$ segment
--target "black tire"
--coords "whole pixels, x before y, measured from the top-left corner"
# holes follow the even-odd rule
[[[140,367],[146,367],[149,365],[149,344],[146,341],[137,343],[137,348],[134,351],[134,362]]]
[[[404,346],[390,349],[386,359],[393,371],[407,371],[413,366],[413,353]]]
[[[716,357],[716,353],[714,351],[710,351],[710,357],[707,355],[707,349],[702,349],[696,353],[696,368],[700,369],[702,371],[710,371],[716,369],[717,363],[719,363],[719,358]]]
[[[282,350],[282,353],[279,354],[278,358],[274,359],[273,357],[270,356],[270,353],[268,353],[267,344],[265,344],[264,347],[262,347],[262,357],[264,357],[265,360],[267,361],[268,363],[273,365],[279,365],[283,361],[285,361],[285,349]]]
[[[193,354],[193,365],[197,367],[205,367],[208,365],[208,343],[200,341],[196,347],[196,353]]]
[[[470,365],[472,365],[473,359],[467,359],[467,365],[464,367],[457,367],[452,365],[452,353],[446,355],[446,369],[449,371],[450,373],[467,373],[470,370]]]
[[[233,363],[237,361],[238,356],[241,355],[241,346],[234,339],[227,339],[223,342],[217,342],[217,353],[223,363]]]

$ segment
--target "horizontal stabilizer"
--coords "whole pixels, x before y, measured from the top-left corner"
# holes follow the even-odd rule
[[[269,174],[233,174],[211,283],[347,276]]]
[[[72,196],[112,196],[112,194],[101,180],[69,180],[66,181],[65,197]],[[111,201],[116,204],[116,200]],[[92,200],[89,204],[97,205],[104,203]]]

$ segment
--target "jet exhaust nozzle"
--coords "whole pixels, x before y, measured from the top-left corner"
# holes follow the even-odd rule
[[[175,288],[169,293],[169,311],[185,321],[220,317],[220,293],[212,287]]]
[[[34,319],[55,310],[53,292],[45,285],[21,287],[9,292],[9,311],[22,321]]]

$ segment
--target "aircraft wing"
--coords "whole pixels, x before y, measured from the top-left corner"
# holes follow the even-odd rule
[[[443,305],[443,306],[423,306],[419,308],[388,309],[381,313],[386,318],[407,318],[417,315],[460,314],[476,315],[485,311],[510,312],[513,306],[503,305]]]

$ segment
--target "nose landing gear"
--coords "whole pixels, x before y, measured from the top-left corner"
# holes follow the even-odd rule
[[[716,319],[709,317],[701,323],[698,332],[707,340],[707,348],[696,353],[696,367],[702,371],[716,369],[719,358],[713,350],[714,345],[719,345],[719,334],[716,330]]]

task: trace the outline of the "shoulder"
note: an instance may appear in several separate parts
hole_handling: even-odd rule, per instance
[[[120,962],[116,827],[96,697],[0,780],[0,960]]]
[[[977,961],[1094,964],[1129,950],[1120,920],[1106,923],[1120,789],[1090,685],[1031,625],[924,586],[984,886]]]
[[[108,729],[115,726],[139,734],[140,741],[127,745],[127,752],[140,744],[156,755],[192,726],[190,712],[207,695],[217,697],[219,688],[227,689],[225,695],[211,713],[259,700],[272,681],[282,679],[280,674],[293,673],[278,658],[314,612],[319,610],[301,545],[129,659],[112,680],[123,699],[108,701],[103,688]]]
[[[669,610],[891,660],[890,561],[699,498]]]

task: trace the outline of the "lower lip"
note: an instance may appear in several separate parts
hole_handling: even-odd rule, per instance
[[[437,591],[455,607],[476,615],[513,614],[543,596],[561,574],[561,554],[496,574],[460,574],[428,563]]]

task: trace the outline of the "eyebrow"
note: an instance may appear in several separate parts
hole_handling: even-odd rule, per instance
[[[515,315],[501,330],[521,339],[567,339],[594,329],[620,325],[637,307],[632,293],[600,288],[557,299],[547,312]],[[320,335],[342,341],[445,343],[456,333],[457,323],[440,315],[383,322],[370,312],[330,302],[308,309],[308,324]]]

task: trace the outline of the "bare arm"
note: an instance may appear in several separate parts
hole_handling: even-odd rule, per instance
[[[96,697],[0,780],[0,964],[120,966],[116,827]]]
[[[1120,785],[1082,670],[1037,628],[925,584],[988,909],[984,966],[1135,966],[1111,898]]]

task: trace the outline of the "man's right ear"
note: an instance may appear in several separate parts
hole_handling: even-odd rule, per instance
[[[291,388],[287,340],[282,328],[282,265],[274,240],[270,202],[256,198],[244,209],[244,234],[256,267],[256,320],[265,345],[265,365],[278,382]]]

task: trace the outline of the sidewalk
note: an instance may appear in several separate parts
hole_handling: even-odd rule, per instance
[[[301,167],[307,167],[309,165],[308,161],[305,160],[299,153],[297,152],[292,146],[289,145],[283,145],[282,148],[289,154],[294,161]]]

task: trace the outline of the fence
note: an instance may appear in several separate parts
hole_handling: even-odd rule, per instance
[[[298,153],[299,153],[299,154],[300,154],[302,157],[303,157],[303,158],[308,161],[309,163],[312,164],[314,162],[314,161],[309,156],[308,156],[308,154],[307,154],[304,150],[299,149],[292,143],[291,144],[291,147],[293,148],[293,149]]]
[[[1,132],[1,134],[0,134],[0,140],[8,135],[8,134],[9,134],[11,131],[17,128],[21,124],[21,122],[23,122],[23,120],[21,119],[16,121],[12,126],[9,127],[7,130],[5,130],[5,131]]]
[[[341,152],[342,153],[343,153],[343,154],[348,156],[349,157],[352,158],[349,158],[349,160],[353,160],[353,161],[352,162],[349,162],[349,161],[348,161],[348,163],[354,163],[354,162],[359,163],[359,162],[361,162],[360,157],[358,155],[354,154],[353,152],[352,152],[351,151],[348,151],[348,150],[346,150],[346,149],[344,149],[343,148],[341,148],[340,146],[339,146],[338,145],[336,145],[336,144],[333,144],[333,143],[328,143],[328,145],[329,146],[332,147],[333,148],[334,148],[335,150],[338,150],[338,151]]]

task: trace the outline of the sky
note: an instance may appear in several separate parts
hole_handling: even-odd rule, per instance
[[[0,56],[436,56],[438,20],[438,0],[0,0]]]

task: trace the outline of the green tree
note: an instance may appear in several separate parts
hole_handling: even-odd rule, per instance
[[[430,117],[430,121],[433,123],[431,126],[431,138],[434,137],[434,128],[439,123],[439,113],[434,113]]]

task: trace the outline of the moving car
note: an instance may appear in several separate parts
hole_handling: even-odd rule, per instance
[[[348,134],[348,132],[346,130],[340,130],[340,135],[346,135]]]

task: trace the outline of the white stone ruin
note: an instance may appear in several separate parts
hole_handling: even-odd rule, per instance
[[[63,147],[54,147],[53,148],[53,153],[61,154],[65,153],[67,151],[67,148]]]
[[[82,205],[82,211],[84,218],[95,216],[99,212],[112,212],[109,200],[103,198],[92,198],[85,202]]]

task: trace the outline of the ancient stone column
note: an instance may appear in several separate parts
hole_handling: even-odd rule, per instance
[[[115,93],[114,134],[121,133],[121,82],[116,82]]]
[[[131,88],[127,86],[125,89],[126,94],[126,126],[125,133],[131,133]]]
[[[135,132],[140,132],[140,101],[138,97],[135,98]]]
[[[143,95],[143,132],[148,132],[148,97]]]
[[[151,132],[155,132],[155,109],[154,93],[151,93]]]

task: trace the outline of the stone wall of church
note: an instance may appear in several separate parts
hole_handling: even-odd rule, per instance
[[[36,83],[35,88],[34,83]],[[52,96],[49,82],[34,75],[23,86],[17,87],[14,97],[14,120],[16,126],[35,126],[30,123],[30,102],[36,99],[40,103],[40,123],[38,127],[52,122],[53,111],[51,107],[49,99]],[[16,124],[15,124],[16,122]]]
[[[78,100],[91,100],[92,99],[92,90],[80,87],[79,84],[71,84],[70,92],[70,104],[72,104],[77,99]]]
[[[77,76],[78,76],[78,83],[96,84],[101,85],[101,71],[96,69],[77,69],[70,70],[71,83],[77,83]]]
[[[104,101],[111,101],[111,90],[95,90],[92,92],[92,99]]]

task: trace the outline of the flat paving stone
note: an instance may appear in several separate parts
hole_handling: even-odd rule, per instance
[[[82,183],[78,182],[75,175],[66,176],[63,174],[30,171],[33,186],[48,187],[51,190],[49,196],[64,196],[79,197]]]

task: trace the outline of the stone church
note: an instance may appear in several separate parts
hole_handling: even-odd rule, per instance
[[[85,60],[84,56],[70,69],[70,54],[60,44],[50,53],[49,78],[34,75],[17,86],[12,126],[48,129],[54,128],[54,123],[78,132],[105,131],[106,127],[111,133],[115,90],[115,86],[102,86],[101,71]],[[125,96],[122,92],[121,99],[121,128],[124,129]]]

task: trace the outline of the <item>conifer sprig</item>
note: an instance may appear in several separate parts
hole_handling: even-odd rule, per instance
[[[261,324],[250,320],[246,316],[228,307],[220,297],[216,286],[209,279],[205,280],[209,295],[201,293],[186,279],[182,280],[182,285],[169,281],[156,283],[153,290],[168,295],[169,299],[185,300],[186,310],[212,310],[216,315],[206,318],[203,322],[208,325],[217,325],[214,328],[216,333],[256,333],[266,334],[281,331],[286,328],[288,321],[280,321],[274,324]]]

━━━━━━━━

— The problem —
Can you give back the entries from the line containing "task: trace the outline of the stone wall" through the line containing "[[[104,101],[111,101],[111,90],[95,90],[92,92],[92,99]]]", renaming "stone wall" to "masonry wall" and leaving everything else unchanged?

— Answer below —
task: trace the outline of the masonry wall of church
note: an instance may appear in several separate parts
hole_handling: even-odd rule, per instance
[[[36,83],[35,88],[34,83]],[[52,96],[49,82],[34,75],[23,86],[17,87],[14,97],[14,120],[16,126],[35,126],[30,123],[30,102],[36,99],[40,103],[40,123],[38,127],[52,122],[53,111],[51,107],[49,99]],[[16,124],[15,124],[16,122]]]
[[[78,100],[91,100],[92,99],[92,90],[80,87],[79,84],[71,84],[70,92],[70,104],[72,104],[77,99]]]
[[[77,76],[78,76],[78,83],[96,84],[101,85],[101,71],[96,69],[77,69],[70,70],[71,83],[77,83]]]
[[[104,101],[111,101],[111,90],[95,90],[92,92],[92,99]]]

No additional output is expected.